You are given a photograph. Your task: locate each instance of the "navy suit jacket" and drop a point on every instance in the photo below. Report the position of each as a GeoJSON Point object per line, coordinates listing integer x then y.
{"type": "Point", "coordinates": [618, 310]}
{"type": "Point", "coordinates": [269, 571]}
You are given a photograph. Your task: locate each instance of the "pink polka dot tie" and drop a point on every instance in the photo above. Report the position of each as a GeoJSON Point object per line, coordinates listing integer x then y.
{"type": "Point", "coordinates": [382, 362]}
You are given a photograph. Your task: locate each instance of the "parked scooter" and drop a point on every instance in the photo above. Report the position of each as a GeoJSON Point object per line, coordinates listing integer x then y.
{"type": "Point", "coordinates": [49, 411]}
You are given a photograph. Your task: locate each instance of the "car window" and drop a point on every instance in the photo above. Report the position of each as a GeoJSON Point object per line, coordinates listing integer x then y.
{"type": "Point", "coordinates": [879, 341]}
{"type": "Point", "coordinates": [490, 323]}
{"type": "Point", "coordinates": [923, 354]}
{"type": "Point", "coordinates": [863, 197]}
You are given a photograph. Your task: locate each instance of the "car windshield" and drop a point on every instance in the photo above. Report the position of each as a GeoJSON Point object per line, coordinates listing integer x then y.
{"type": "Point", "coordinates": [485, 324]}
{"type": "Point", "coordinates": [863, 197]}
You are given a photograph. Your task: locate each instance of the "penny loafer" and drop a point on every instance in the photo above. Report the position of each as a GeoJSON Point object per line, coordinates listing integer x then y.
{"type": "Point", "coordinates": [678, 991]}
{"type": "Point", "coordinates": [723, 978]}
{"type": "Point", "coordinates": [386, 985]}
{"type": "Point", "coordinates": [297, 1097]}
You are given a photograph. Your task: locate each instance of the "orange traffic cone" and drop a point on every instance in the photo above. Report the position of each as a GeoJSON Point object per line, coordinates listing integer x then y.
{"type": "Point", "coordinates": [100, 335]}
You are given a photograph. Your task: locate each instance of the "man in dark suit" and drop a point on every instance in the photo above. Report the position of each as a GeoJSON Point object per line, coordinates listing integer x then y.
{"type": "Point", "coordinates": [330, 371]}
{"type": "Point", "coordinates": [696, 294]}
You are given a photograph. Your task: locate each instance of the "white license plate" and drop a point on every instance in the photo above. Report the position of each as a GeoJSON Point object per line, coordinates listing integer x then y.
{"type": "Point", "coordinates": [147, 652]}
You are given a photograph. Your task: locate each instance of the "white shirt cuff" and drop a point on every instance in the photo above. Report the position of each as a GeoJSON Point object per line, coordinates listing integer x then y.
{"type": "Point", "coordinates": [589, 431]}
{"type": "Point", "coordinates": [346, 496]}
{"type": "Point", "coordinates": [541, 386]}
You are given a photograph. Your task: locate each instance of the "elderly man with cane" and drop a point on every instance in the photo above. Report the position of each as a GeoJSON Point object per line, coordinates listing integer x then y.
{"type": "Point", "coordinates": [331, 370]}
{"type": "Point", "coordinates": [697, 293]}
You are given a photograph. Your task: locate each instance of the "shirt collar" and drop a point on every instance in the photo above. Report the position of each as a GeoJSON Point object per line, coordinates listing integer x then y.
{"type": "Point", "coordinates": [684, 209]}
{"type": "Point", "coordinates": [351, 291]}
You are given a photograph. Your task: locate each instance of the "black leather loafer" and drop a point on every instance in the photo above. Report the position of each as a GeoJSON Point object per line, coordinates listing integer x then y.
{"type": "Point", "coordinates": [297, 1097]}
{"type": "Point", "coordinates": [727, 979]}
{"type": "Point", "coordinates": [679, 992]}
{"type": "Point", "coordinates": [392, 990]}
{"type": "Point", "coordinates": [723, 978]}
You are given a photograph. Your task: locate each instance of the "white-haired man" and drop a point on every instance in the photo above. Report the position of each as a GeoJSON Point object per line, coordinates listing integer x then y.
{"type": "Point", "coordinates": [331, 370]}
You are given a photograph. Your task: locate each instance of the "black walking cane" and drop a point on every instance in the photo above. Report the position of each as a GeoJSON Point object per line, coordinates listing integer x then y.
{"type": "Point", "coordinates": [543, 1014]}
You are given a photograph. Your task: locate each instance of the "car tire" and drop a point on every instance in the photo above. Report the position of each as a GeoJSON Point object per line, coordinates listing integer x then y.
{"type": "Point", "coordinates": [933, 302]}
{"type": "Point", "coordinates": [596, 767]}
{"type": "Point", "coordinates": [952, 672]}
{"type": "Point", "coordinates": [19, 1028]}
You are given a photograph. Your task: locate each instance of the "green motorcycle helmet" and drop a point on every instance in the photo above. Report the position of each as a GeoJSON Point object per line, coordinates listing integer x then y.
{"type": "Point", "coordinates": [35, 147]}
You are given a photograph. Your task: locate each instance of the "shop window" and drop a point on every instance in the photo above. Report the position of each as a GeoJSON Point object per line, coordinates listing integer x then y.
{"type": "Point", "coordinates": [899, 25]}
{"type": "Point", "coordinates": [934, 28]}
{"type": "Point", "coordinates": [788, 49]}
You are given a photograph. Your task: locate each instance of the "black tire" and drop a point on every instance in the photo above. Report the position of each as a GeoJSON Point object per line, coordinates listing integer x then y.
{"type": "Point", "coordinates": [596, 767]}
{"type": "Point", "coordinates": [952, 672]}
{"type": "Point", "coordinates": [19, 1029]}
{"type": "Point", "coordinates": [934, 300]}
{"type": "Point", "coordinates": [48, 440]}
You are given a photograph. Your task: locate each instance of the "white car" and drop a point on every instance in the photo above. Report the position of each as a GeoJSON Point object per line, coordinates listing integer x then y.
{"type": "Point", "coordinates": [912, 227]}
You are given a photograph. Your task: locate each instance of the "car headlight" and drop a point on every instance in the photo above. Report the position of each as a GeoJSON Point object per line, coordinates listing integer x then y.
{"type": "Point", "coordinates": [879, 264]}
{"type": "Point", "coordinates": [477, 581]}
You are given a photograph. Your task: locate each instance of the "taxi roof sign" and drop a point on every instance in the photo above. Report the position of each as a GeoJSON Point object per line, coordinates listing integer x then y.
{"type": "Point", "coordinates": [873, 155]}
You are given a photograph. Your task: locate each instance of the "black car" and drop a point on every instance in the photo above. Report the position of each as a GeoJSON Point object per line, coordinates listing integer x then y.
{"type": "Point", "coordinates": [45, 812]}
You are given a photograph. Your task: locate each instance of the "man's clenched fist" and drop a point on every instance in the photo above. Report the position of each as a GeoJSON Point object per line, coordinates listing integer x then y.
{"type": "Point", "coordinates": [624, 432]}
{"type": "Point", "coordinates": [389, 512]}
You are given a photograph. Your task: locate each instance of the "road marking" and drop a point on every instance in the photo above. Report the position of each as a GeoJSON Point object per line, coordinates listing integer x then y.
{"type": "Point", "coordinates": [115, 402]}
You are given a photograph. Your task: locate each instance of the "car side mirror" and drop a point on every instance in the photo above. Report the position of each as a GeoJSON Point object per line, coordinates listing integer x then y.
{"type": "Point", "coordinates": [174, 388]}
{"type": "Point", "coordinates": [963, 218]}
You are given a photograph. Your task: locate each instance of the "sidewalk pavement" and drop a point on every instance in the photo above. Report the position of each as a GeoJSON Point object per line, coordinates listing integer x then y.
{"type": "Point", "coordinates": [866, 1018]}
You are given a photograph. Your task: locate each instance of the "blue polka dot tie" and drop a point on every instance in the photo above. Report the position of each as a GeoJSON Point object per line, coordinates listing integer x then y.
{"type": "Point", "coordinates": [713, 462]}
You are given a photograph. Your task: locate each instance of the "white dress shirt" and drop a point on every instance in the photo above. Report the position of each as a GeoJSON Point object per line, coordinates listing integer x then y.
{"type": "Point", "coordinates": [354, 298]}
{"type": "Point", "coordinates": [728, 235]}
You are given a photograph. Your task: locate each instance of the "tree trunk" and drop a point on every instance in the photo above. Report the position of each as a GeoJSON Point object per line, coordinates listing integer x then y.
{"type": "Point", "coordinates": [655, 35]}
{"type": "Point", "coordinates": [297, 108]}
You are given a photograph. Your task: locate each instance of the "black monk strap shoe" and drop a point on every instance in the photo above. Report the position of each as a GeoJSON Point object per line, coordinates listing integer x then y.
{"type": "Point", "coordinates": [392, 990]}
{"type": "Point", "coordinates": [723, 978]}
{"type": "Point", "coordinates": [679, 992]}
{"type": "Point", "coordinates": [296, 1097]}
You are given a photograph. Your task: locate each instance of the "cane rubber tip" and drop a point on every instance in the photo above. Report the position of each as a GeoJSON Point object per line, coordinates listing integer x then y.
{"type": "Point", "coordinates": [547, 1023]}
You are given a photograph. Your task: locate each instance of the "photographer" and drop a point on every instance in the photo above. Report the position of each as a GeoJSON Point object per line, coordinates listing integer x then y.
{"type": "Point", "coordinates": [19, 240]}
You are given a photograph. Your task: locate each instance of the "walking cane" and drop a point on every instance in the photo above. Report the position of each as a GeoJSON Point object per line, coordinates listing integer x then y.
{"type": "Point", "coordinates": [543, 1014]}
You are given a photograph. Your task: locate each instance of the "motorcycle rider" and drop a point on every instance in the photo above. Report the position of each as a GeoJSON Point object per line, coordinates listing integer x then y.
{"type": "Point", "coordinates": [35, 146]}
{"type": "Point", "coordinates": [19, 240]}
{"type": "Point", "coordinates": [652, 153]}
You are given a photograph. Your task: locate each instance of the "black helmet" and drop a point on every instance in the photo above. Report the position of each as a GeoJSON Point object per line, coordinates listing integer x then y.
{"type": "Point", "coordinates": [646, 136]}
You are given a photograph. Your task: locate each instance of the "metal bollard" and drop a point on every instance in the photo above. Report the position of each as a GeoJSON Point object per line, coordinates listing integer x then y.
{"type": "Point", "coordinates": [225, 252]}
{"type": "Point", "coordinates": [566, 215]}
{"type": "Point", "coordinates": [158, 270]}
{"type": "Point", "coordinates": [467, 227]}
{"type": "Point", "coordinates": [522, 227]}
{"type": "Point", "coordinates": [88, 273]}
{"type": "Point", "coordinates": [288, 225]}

⁂

● GIVEN PROBLEM:
From the entries above, extract each line that contains the string "suit" and copy it unchanged. The match is case-sensitive.

● SOLUTION TO THE EXERCISE:
You are given a photograph. Your task: locate each instance of the "navy suit jacket" and drop a point on every instance in the photo below. Report the position of each as a GeoJSON Point object per line, coordinates listing integer x then y.
You are given a photograph. Your task: locate each instance of the "man in dark suit" and drop a point on every instance in the photo above. Report the position of each as a GeoJSON Point object per line, coordinates listing integer x then y.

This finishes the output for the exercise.